EXERCISE OBJECTIVE. The full listing below is to be written out exactly.

╔══

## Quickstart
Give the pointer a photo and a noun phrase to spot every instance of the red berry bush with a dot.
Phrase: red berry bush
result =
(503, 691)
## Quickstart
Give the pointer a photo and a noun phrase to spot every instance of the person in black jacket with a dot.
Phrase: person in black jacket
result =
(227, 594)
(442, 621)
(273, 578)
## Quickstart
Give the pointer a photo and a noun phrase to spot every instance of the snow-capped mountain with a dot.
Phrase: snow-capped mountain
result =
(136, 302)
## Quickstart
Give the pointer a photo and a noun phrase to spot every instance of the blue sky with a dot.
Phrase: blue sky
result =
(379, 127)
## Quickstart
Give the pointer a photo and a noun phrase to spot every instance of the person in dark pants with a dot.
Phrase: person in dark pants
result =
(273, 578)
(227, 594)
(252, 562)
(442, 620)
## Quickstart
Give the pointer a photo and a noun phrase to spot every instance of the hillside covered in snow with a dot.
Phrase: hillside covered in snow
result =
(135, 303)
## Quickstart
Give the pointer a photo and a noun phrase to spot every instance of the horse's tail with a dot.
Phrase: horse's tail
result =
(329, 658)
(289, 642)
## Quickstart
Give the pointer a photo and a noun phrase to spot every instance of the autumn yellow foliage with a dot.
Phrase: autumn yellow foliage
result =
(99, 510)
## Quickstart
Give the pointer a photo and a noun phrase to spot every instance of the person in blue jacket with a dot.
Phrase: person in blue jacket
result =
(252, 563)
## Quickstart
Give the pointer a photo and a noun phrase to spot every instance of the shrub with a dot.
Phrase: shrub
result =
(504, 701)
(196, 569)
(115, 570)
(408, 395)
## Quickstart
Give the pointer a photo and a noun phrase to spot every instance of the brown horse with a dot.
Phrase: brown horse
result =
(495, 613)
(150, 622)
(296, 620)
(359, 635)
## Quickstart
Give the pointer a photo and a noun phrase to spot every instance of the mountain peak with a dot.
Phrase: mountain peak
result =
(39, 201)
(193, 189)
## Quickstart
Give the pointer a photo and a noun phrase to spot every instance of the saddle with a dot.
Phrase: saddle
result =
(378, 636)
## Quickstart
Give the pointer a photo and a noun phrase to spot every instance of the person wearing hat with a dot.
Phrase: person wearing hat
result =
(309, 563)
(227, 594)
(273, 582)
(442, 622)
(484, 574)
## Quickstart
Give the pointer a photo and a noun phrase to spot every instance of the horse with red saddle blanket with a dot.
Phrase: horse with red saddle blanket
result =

╚══

EXERCISE OUTPUT.
## Quickstart
Give the pointer a photo and a noun phrase to spot every instance of the red berry bush with a dot.
Phrase: red berry bush
result =
(503, 691)
## Quickstart
Give the pointer a photo and a noun phrase to spot every instance of the person in black jacket with a dot.
Phrase: person in black jacket
result =
(227, 594)
(442, 621)
(273, 578)
## Quickstart
Give the pointer a photo and a noun phrase to spot every instance of the snow-capped mountain with a dot.
Phrase: snow-capped mountain
result =
(136, 302)
## Quickstart
Give the pointer a photo and a noun phrase to spot every instance of the blue sky with a dot.
Phrase: blue sky
result =
(379, 127)
## Quickstart
Give the pointer a photo and a noun phrase to spot every instance of the person in dark pants with a dot.
Phrase: person in dark pants
result =
(273, 578)
(227, 594)
(252, 562)
(442, 620)
## Quickstart
Give the pointer a photo and a noun phrase to spot every instance of the hillside covered in snow with a dot.
Phrase: hillside covered in snow
result =
(135, 303)
## Quickstart
Give the pointer a photo and a noun phrase to spot every instance of the horse's tail with a dot.
Phrase: horse's tail
result =
(329, 658)
(289, 642)
## Quickstart
Give the pointer a photo and a noun phrase to spot every instance of the autumn yellow foliage with a dot.
Phrase: autumn yellow foliage
result =
(99, 510)
## Quickstart
Give the pointer a photo and a noun phrase to spot every instance of the person in blue jacket with a dot.
Phrase: person in blue jacket
result =
(252, 563)
## Quickstart
Give the pointer a photo and a noun phrase to spot every instance of the shrub with a dot.
Phrase: shrub
result =
(504, 701)
(196, 569)
(115, 570)
(408, 395)
## Quickstart
Give the pointer a photo and a noun phrase to spot every instance of the brown horse with a dot.
Phrase: brown horse
result =
(495, 613)
(150, 622)
(296, 620)
(359, 635)
## Quickstart
Give the pointer a photo and a noun phrase to spot every instance of the mountain peak with a dot.
Phrase: mountain peak
result =
(39, 201)
(193, 189)
## Quickstart
Give the pointer a photo and a noun phrase to spot every instance of the saddle with a dot.
Phrase: saddle
result =
(378, 636)
## Quickstart
Give the pointer a photo and a noun phrase to spot every instance of the person wearing hat with a dot.
Phrase: person wearing hat
result =
(309, 563)
(227, 594)
(273, 582)
(442, 622)
(484, 574)
## Quickstart
Give the pointer a photo and a noun phrase to spot every instance of the horse with red saddle blanket with a dot.
Phrase: horse with red saddle blanket
result =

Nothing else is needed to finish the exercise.